__Goal of the exercise__
The required answer is an exact copy of the records below, without pictures.

__Information provided__
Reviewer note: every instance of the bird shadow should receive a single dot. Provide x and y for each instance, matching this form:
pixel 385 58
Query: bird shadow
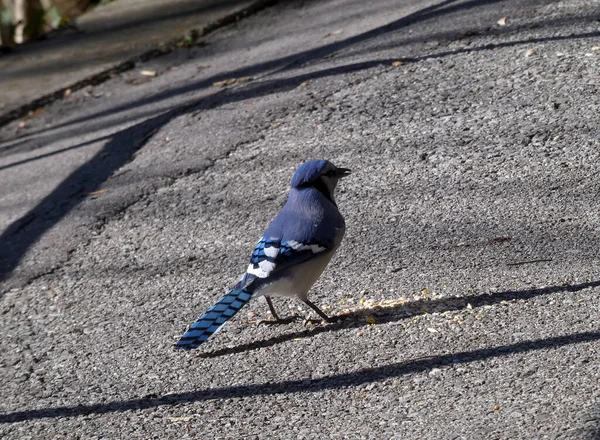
pixel 398 310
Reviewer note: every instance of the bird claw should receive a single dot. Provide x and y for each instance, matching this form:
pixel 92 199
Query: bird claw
pixel 278 320
pixel 320 320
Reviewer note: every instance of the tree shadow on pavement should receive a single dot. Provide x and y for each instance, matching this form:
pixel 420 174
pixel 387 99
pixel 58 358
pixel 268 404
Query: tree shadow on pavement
pixel 24 232
pixel 366 375
pixel 403 310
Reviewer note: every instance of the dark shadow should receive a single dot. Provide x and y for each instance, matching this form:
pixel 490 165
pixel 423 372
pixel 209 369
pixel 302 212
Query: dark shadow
pixel 337 381
pixel 292 61
pixel 267 87
pixel 409 309
pixel 131 24
pixel 23 233
pixel 54 153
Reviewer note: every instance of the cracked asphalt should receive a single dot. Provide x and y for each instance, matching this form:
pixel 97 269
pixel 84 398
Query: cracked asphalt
pixel 468 280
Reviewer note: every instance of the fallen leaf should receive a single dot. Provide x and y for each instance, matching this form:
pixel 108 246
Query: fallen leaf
pixel 100 191
pixel 530 52
pixel 180 419
pixel 230 81
pixel 329 34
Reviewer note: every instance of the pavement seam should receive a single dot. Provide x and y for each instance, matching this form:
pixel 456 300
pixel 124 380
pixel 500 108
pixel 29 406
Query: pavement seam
pixel 107 74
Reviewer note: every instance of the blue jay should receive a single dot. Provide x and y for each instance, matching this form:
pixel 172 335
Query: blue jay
pixel 290 256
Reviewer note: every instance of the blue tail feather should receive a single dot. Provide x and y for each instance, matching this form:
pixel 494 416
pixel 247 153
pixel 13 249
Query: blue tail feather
pixel 214 318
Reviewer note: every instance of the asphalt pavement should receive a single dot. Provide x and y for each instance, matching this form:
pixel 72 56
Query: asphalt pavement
pixel 468 280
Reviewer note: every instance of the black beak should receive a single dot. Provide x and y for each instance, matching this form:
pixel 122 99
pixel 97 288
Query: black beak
pixel 342 172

__Result of the task__
Reviewer note: every instance of the bird shadow should receive a single dot. Provide x and y for each instance, matching this form:
pixel 385 58
Query: bird shadow
pixel 398 310
Reviewer note: every instance of the bird claw should receive a single dot. Provide x and y for each instance, matching this form:
pixel 92 199
Query: bird claw
pixel 278 320
pixel 320 320
Reviewer note: every instance of the tree shadow on pavement should receive a single dot. Provide x and y for each instance, matching this form:
pixel 420 174
pixel 387 99
pixel 58 358
pixel 268 404
Query: tree shadow on pavement
pixel 24 232
pixel 366 375
pixel 403 310
Reviewer note: every instance of the dark shadow should receive a single dot. Provide x and y for each instance, matching this form:
pixel 490 165
pixel 423 372
pixel 209 369
pixel 302 212
Query: dark shadow
pixel 337 381
pixel 292 61
pixel 267 87
pixel 409 309
pixel 131 24
pixel 23 233
pixel 54 153
Reviewer note: every instance of the cracked asphalt should receive a single dot. Provide x and y for each instance, matching this form:
pixel 97 269
pixel 84 398
Query: cracked asphalt
pixel 468 280
Reviewer note: every instance of the fallen leaf should receive a single dot. Provide x and y for each instance, matching this form:
pixel 108 246
Query: fallen leaf
pixel 100 191
pixel 530 52
pixel 180 419
pixel 230 81
pixel 329 34
Reviewer note: every instance of the pavement seam should receive a single dot. Provide x and y for each instance, matching this form:
pixel 456 300
pixel 124 380
pixel 500 108
pixel 29 406
Query: pavement seam
pixel 107 74
Reviewer note: every instance of the blue jay should receive a single dot. Provide x and y for each instance, matching this form:
pixel 172 335
Query: blue jay
pixel 290 256
Reviewer note: every instance of the blue tail feather should receive a single dot. Provide x and y for each instance, matching this form:
pixel 494 416
pixel 247 153
pixel 13 249
Query: blue tail feather
pixel 214 318
Reviewer note: every instance of the asphalt pavement should receive a single dot. Provide x and y for each instance, matching this form:
pixel 72 56
Query: asphalt pavement
pixel 468 280
Reviewer note: every instance of the black beak should receive a single dot. Provide x and y for each instance, matching this form:
pixel 122 99
pixel 97 288
Query: black beak
pixel 342 172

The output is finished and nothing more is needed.